Your instructions = The response should be the data again, identical in every line.

*** Block opens ***

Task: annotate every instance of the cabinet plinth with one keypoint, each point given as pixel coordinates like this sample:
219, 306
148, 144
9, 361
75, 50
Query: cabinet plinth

*** Block closes ***

Exercise solution =
Task: annotate every instance of the cabinet plinth with one keypoint, each point given as pixel coordinates like this sample:
219, 306
148, 144
9, 361
75, 50
Query: cabinet plinth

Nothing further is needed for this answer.